1. L'essence divine est charité, comme elle est sagesse et bonté. De même donc qu'on nous dit bons par la bonté divine, sages par la sagesse divine, du fait que la bonté qui est en nous est une participation de la bonté divine, et la sagesse qui est en nous, une participation de la sagesse divine ; de même, la charité par laquelle nous aimons le prochain est une participation de la charité divine. Cette manière de parler est coutumière chez les platoniciens ; et S. Augustin était imbu de leurs doctrines. Aussi les formules qu'il emploie occasionnent-elles des erreurs chez ceux qui n'y prennent pas garde.

2. C'est par mode d'efficience que Dieu est la vie de l'âme ; mais c'est formellement que la charité est la vie de l'âme, comme l'âme est la vie du corps. Aussi peut-on en conclure que la charité est unie immédiatement à l'âme, comme l'âme est unie immédiatement au corps.

3. La charité agit comme une forme. Or l'efficacité d'une forme dépend de la puissance de l'agent qui introduit cette forme. C'est pourquoi il est évident que la charité n'est pas quelque chose de vain. Parce qu'elle produit un effet infini, en unissant notre âme à Dieu et en la justifiant, elle prouve l'infinité de la puissance de Dieu, qui est son auteur.


3. La charité est-elle une vertu ?

Objections

1. Non, semble-t-il, car la charité est une amitié. Or les philosophes n'enseignent pas que l'amitié soit une vertu ; c'est clair chez Aristote, car on ne la trouve énumérée ni parmi les vertus morales, ni parmi les vertus intellectuelles. Elle n'est donc pas une vertu.

**Consigne A:**
Mettez à jour la partie des entrées qui commence par la ligne contenant « Would you mind pointing out the child » et se termine à la fin des entrées, en remplaçant « building window » par « window of the building » sans rien modifier d'autre. Ne redonnez que ces lignes.

**Entrées du jeu de données d'annotation par points:**
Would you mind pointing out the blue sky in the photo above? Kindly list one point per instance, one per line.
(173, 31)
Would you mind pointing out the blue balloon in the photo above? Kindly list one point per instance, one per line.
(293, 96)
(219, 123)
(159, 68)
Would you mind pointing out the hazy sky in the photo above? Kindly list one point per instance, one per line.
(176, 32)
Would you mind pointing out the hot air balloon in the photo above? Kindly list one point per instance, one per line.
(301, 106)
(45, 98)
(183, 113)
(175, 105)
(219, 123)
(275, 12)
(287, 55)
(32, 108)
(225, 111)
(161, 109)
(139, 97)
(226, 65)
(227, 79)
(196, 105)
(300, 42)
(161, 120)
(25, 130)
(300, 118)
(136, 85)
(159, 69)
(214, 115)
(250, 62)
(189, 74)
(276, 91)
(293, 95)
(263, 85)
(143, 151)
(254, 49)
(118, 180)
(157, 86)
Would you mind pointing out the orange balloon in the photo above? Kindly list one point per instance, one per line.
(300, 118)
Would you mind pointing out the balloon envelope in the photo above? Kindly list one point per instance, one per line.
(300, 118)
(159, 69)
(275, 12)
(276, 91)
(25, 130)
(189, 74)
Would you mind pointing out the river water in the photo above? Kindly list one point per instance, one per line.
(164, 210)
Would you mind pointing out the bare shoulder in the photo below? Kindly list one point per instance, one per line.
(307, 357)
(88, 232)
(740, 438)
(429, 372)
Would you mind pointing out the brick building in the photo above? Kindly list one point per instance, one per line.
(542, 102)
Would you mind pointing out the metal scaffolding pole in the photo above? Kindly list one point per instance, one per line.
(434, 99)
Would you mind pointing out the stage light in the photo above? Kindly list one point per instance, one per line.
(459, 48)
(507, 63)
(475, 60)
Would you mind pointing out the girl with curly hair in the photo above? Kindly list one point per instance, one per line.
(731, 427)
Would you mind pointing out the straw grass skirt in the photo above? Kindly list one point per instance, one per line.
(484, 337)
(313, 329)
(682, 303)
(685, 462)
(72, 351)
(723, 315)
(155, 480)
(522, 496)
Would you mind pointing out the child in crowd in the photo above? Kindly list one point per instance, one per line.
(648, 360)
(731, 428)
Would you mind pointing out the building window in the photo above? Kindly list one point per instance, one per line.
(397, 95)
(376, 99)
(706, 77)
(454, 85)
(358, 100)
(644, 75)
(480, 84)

**Consigne B:**
Recopiez intégralement le texte sur la charité, sans y apporter la moindre modification.

**Réponse de l'exercice A:**
Would you mind pointing out the child in crowd in the photo above? Kindly list one point per instance, one per line.
(648, 360)
(731, 428)
Would you mind pointing out the window of the building in the photo above? Kindly list one point per instance, one per line.
(397, 95)
(376, 99)
(706, 77)
(454, 85)
(358, 100)
(644, 75)
(480, 84)

**Réponse de l'exercice B:**
1. L'essence divine est charité, comme elle est sagesse et bonté. De même donc qu'on nous dit bons par la bonté divine, sages par la sagesse divine, du fait que la bonté qui est en nous est une participation de la bonté divine, et la sagesse qui est en nous, une participation de la sagesse divine ; de même, la charité par laquelle nous aimons le prochain est une participation de la charité divine. Cette manière de parler est coutumière chez les platoniciens ; et S. Augustin était imbu de leurs doctrines. Aussi les formules qu'il emploie occasionnent-elles des erreurs chez ceux qui n'y prennent pas garde.

2. C'est par mode d'efficience que Dieu est la vie de l'âme ; mais c'est formellement que la charité est la vie de l'âme, comme l'âme est la vie du corps. Aussi peut-on en conclure que la charité est unie immédiatement à l'âme, comme l'âme est unie immédiatement au corps.

3. La charité agit comme une forme. Or l'efficacité d'une forme dépend de la puissance de l'agent qui introduit cette forme. C'est pourquoi il est évident que la charité n'est pas quelque chose de vain. Parce qu'elle produit un effet infini, en unissant notre âme à Dieu et en la justifiant, elle prouve l'infinité de la puissance de Dieu, qui est son auteur.


3. La charité est-elle une vertu ?

Objections

1. Non, semble-t-il, car la charité est une amitié. Or les philosophes n'enseignent pas que l'amitié soit une vertu ; c'est clair chez Aristote, car on ne la trouve énumérée ni parmi les vertus morales, ni parmi les vertus intellectuelles. Elle n'est donc pas une vertu.